> **GIVEN PASSAGE**:
Hey LAD. First I have to say that I can't even imagine being stuck in the situation you're in. When I was in my late teens/early twenties, and was dealing with the memories of my childhood for the first time, I was also living with my parents and was (mostly) unemployed. It was one of the worst times of my life and was probably the most suicidal I've ever been. However, the people who sexually abused me did not live in the house and were not part of the family. I don't even want to think about how much worse that would have been. I don't envy you. Stay strong.
Oh, and don't ever let anyone shame you or make you feel like you don't deserve to be in pain just because you live with your parents and have stuff "handed to you". Fuck that! That's what pissed me off more than anything back then. I got that shit not only from my family but even from friends. "Oh poor Ken! You're such a victim! You get to live in your parents nice house and barley have to work and not have any responsibilities! You just want to sit around and mope like Eeyore and go to a therapist and cry about your problems. You're life is SOOOOOOOO hard isn't it? Get over it and grow up!"

> **ABOUT THIS EXERCISE**:
Copy the passage above word for word, from start to finish.

> **GIVEN ENTRIES**:
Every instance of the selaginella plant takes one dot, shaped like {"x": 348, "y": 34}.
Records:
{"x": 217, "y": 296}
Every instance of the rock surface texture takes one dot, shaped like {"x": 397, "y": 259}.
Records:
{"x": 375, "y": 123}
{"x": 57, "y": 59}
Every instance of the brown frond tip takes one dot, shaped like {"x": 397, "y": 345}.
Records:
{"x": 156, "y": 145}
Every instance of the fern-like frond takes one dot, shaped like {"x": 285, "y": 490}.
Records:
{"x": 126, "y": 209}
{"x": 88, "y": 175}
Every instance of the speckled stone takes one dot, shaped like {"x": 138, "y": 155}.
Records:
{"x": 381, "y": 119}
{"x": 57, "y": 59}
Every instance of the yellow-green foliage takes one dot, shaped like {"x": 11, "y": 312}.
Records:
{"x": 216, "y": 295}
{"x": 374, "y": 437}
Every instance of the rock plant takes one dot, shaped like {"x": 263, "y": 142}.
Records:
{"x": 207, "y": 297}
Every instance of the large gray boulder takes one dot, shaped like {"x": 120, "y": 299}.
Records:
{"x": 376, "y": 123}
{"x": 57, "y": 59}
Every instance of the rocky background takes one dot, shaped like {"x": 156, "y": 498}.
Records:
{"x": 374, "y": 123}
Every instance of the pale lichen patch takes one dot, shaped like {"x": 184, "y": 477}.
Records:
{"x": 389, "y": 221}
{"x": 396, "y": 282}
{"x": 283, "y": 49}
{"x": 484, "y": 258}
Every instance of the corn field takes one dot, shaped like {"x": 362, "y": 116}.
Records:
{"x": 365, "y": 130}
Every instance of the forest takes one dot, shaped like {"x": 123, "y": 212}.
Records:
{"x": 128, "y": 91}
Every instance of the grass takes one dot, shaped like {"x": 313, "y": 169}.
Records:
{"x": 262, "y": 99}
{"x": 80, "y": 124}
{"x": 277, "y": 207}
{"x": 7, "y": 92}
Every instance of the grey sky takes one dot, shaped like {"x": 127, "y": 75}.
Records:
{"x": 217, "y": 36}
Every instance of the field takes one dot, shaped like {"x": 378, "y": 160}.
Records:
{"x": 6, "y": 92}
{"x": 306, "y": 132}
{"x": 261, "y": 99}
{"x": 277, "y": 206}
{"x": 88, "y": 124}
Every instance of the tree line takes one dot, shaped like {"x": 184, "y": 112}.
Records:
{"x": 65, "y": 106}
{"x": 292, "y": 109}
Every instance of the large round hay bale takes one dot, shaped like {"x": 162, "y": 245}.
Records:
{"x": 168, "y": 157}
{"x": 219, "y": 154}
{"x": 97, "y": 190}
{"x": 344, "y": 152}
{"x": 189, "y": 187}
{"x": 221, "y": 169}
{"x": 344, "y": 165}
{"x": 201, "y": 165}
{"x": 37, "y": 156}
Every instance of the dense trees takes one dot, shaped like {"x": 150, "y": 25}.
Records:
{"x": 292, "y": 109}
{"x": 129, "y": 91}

> **YOUR SOLUTION**:
Hey LAD. First I have to say that I can't even imagine being stuck in the situation you're in. When I was in my late teens/early twenties, and was dealing with the memories of my childhood for the first time, I was also living with my parents and was (mostly) unemployed. It was one of the worst times of my life and was probably the most suicidal I've ever been. However, the people who sexually abused me did not live in the house and were not part of the family. I don't even want to think about how much worse that would have been. I don't envy you. Stay strong.
Oh, and don't ever let anyone shame you or make you feel like you don't deserve to be in pain just because you live with your parents and have stuff "handed to you". Fuck that! That's what pissed me off more than anything back then. I got that shit not only from my family but even from friends. "Oh poor Ken! You're such a victim! You get to live in your parents nice house and barley have to work and not have any responsibilities! You just want to sit around and mope like Eeyore and go to a therapist and cry about your problems. You're life is SOOOOOOOO hard isn't it? Get over it and grow up!"